• **REQUIREMENTS**
- 1) In the dogfighting post, what dollar amount does the quoted speaker give as "large money"?
- 2) Decide whether each statement agrees with the dogfighting post, answering yes or no and quoting the words that settle it: (a) The writer says a dog is completely reliant on its owner. (b) The writer hopes Vick returns to football someday. (c) The writer sees harming animals as far less serious than harming humans.
- 3) Please pick up the dogfighting post after its final sentence and keep writing it.

• **GIVEN PASSAGE**
━━━━━━━━━━━━━━━━━━━━

Dogfighting: history and [graphic] photos.
"He's a pit bull fighter. He's one of the ones that they call 'the big boys:' that's who bets a large dollar. And they have the money to bet large money. As I'm talking about large money -- $30,000 to $40,000 -- even higher. He's one of the heavyweights."
In all seriousness, if the charges are true and Vick was involved in this sickening stuff, I hope he never sets foot on a football field again. In fact, I hope he never sets foot outside of a prison again.
To me, harming animals isn't much of a step down from harming humans. In some instances, it's worse. A dog is completely reliant on its owner. It's completely trusting and loyal to its owner.
To take that trust and loyalty and use it to cause that dog or another pain is one of the most twisted, despicable things imaginable to me. I have no desire to interact with someone who is so lacking of conscience that they could even condone something like that. I don't want to see that person on my TV. I don't want to know about that person making millions of dollars and living a good life.

━━━━━━━━━━━━━━━━━━━━

• **RECORDED DATA**
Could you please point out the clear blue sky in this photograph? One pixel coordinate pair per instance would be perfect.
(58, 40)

━━━━━━━━━━━━━━━━━━━━

• **SOLVED PROBLEMS**
- 1) $30,000 to $40,000, or even higher.

- 2)
(a) Yes: "A dog is completely reliant on its owner."
(b) No: "I hope he never sets foot on a football field again."
(c) No: "harming animals isn't much of a step down from harming humans."

- 3)
I can't imagine I'm alone in this. And that's a huge problem for the NFL and Goodell -- one that can't be swept away with press releases and apologies. There's no apology for this.
I read an account of a "great fight" a while back. During the last "scratch" --- a dog that can't, or won't, cross the pit and tackle the other dog loses --- one of the pit bulls heard a spectator shouting his name. Blinded and near death from his injuries, the dog turned and stumbled toward the voice. The other dog had just enough strength left to move in for the kill.
One of North America's better-known dogfighters has admitted, "There isn't a [pit bull] on earth that wouldn't prefer lying on your sofa to being a champion in the square." I share my sofa with two splendid pit bulls, and you can imagine what I think of dogfighters.
"Scum" doesn't even come close.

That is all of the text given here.